**Records contained in a dataset**
○ ○ ○

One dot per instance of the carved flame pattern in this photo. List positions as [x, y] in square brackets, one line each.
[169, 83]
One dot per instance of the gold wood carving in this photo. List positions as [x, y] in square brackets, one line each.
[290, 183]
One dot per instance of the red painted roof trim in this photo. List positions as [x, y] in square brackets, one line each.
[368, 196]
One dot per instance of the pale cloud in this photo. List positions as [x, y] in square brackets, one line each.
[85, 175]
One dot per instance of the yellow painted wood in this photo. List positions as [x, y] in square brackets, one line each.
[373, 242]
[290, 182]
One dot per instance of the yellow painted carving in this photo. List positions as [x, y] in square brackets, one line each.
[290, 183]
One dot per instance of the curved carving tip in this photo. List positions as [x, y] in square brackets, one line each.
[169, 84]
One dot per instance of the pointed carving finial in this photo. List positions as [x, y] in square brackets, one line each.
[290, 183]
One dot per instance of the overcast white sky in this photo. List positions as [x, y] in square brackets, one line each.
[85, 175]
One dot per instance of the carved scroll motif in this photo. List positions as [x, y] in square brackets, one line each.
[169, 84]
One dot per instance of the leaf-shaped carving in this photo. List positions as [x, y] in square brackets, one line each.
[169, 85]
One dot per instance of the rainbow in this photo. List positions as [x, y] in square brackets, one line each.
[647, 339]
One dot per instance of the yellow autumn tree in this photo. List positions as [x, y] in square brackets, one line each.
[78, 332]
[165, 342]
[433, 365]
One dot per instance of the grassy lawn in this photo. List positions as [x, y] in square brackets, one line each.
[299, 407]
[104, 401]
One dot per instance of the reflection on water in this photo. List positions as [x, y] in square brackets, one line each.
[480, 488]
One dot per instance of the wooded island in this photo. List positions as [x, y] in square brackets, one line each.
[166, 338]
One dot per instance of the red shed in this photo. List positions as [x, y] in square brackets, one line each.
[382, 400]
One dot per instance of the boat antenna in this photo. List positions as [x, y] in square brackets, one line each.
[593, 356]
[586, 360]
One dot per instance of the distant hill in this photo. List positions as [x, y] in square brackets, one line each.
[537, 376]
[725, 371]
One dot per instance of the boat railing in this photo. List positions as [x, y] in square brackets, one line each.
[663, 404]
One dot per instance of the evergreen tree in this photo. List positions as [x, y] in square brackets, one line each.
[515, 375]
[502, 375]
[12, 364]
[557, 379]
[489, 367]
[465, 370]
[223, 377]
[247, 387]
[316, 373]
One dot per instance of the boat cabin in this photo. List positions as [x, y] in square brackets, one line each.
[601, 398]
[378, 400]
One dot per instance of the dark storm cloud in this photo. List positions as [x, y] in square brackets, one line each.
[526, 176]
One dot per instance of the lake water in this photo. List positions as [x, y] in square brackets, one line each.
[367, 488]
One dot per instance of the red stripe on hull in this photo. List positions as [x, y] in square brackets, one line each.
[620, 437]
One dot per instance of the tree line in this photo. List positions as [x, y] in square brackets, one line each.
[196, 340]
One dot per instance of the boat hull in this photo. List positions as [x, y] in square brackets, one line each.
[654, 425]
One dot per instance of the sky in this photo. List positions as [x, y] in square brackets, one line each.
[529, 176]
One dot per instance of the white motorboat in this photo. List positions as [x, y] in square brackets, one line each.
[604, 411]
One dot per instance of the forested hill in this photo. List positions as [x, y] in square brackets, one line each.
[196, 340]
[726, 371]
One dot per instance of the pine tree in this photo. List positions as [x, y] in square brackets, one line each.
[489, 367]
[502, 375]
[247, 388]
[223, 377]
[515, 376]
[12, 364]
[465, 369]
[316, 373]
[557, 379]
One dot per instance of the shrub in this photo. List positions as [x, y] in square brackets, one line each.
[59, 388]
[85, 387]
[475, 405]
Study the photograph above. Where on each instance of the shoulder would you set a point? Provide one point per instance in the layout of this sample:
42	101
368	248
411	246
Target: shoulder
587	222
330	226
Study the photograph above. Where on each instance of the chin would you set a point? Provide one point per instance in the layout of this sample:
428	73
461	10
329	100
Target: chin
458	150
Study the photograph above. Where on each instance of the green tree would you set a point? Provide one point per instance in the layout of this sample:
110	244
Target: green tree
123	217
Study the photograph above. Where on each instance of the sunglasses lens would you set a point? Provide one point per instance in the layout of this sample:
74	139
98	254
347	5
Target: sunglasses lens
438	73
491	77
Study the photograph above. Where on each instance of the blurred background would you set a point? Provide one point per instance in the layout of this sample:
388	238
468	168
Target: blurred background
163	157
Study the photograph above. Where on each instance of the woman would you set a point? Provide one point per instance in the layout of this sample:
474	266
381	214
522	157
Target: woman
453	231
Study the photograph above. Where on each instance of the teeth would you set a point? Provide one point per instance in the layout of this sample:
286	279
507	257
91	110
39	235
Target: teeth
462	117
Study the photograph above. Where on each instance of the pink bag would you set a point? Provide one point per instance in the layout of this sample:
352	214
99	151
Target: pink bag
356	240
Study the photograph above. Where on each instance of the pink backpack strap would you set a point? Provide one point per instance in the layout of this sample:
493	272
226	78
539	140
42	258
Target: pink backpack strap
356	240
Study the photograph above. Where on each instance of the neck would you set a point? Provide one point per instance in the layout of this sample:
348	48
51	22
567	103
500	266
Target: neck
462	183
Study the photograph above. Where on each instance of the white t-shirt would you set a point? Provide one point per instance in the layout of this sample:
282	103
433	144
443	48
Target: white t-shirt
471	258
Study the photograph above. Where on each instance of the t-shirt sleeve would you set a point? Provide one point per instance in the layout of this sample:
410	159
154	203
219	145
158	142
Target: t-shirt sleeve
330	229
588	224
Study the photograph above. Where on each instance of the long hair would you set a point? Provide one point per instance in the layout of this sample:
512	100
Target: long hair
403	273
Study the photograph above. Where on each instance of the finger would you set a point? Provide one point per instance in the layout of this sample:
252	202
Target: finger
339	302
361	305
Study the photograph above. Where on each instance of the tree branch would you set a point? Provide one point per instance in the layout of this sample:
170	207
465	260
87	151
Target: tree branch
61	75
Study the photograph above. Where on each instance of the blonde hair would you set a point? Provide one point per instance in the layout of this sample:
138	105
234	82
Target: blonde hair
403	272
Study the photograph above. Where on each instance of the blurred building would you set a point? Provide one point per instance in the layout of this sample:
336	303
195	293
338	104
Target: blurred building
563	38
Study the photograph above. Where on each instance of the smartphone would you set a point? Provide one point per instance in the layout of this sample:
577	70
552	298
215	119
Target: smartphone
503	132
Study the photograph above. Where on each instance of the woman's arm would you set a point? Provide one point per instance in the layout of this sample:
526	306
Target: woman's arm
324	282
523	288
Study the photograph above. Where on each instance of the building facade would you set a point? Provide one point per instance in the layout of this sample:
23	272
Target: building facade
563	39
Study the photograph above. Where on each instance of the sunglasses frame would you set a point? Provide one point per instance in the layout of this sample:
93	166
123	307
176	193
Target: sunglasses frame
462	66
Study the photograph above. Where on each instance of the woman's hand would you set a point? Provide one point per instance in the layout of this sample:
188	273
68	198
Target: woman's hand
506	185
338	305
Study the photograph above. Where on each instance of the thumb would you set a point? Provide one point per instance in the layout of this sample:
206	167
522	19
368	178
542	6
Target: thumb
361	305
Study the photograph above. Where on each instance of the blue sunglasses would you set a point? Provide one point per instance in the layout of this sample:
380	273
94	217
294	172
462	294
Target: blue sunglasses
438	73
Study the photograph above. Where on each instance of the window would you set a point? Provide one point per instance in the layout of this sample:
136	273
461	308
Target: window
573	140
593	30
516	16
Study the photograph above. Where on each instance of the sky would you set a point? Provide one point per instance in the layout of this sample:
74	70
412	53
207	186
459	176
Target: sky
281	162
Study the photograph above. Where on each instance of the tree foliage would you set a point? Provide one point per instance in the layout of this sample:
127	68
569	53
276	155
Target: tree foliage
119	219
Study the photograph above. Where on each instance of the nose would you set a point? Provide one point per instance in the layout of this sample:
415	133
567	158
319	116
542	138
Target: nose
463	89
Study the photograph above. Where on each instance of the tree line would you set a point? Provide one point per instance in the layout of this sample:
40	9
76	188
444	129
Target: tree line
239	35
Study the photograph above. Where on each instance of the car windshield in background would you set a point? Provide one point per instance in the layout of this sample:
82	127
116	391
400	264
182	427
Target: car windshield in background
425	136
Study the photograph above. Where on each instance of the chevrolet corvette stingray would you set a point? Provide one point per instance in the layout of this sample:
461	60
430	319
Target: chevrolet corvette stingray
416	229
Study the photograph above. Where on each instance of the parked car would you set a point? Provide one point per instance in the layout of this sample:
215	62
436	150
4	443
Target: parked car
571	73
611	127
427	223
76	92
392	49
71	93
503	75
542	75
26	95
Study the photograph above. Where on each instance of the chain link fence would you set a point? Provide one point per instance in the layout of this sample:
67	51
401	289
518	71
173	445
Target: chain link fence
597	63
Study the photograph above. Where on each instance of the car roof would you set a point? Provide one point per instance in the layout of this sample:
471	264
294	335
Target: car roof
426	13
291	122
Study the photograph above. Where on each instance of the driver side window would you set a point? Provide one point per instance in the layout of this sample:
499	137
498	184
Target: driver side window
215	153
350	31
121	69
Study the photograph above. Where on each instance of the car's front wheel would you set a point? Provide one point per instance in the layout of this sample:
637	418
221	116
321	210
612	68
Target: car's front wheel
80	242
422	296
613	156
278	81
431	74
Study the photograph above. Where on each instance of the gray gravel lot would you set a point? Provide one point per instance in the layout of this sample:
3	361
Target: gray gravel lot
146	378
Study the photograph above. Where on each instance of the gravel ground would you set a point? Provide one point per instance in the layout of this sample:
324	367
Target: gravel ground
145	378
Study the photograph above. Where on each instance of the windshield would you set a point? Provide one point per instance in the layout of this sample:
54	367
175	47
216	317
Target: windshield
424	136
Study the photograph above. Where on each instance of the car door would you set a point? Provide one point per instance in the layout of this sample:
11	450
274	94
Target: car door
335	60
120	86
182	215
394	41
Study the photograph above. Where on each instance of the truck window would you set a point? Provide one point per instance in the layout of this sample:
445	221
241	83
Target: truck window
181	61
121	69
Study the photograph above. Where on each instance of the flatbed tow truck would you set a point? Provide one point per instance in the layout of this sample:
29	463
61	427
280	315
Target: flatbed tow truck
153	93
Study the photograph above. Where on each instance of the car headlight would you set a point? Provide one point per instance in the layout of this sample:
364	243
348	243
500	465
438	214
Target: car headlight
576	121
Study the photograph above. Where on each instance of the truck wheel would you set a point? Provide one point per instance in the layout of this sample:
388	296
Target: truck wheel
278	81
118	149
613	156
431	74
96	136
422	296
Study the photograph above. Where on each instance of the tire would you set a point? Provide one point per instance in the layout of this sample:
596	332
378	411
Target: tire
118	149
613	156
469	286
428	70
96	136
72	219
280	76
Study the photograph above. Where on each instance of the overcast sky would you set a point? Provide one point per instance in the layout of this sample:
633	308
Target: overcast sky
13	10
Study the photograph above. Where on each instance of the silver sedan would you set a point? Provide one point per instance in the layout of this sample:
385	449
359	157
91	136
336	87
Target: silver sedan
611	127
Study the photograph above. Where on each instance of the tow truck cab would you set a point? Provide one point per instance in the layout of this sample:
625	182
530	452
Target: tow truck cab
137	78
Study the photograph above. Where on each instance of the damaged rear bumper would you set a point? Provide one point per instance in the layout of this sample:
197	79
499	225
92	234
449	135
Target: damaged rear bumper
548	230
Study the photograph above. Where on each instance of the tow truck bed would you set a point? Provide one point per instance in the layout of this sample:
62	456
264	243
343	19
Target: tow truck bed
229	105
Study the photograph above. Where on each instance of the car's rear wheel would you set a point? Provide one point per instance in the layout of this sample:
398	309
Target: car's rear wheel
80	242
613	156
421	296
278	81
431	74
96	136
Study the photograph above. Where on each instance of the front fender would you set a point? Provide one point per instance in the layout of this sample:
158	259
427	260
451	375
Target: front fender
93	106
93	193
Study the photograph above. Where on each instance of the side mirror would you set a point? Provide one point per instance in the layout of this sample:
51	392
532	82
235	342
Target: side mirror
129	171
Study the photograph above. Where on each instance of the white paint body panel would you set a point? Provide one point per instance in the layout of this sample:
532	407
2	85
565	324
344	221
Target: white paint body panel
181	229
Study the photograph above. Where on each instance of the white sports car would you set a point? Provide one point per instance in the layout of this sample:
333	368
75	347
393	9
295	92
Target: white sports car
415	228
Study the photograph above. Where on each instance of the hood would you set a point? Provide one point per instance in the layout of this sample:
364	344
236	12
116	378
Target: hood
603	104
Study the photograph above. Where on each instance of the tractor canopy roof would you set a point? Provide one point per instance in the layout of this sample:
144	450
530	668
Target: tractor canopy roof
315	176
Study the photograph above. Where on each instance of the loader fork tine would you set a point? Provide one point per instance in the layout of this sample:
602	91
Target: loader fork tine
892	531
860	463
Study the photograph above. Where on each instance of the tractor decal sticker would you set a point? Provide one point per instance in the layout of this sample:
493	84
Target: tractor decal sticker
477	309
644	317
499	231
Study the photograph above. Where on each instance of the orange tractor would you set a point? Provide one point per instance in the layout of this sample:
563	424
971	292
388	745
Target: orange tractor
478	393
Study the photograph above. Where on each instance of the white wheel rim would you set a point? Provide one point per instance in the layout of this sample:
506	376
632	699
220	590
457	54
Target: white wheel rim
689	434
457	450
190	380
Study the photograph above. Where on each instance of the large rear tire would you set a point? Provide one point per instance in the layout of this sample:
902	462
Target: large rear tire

○ ○ ○

**WORK ORDER**
When a line in the records contains the string "large", it counts; state how many lines count, with no other words.

**SOLVED PROBLEM**
2